> _ESERCIZIO ASSEGNATO_
Trascrivi senza modifiche un passo del brano sul romanzo di Salinger: parti dalle parole "Un romanzo attuale" e fermati dopo "a prendersene cura.".

> _BRANO DA LEGGERE_
·····
New York, Dicembre 1951: Holden Caulfield ha 17 anni, è appena stato espulso da scuola  (per la quarta volta) e non ha alcuna intenzione di tornare a casa. Lo attende una settimana cruciale carica del disagio di inserirsi nel mondo dei grandi e di rispettarne le regole, della fatica di sintonizzarsi con le persone di sempre, del timore di provare ad immaginarsi il proprio futuro.

Un romanzo attuale

Dalla pubblicazione del più famoso romanzo di J.D. Salinger sono passati quasi 75 anni, ma il tema resta attualissimo: l’adolescenza con i suoi stravolgimenti, le sfide e le difficoltà che ragazzi e ragazze spesso sentono di dover affrontare da soli. Talvolta questo periodo si tinge di tonalità scure, di note depressive: che si tratti di un disturbo conclamato o di uno stato psicologico, è fondamentale imparare a riconoscerlo e a prendersene cura.

L’”acchiappatore” nella segale

Il titolo originale,The Catcher in the Rye, nasce da un fraintendimento. Il protagonista infatti sente un ragazzino cantare “Coming thro the Rye” di Robert Burns (1782) e anziché ricordarne la formula originale ha in mente un verso storpiato: “If a body catch a body coming through the rye”.

Quest’immagine diventa per Holden un luogo sicuro, una rappresentazione identitaria degna dei sui principi e rispettosa del suo bisogno profondo di relazioni significative: «ad ogni modo, mi immagino sempre tutti questi ragazzi che fanno una partita in quell’immenso campo di segale eccetera eccetera. Migliaia di ragazzini, e intorno non c’è nessun altro, nessun grande, voglio dire, soltanto io. E io sto in piedi sull’orlo di un dirupo pazzesco. E non devo fare altro che prendere al volo tutti quelli che stanno per cadere nel dirupo, se corrono senza guardare dove vanno io devo saltar fuori da qualche posto e acchiapparli. Non dovrei fare altro tutto il giorno. Sarei soltanto l’acchiappatore nella segale (the catcher in the rye, per l’appunto) e via dicendo. So che è una pazzia, ma è l’unica cosa che mi piacerebbe veramente fare».
·····
> _DATI REGISTRATI_

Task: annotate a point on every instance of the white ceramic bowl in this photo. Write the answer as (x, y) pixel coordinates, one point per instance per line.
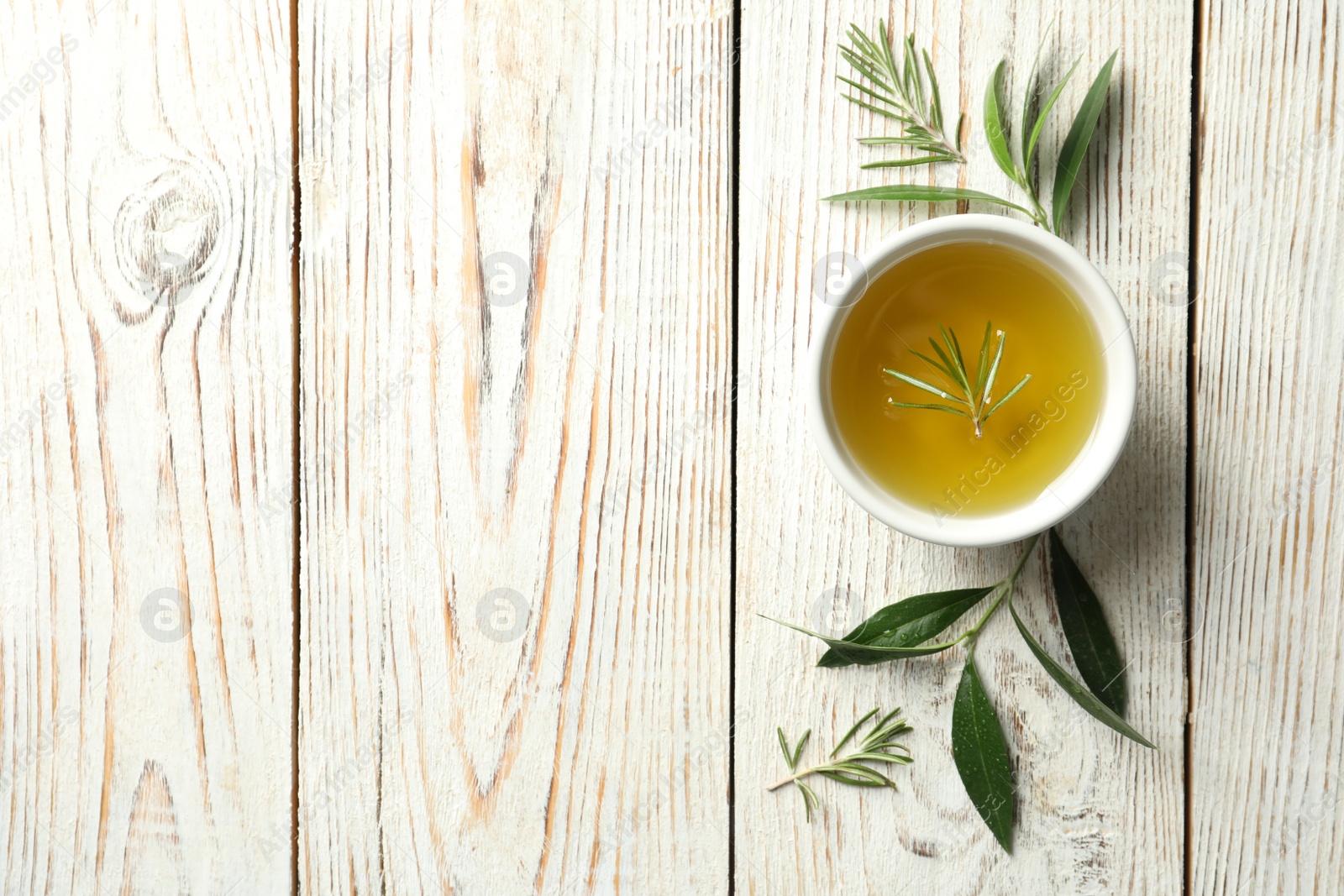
·····
> _RISPOSTA COMPLETA_
Un romanzo attuale

Dalla pubblicazione del più famoso romanzo di J.D. Salinger sono passati quasi 75 anni, ma il tema resta attualissimo: l’adolescenza con i suoi stravolgimenti, le sfide e le difficoltà che ragazzi e ragazze spesso sentono di dover affrontare da soli. Talvolta questo periodo si tinge di tonalità scure, di note depressive: che si tratti di un disturbo conclamato o di uno stato psicologico, è fondamentale imparare a riconoscerlo e a prendersene cura.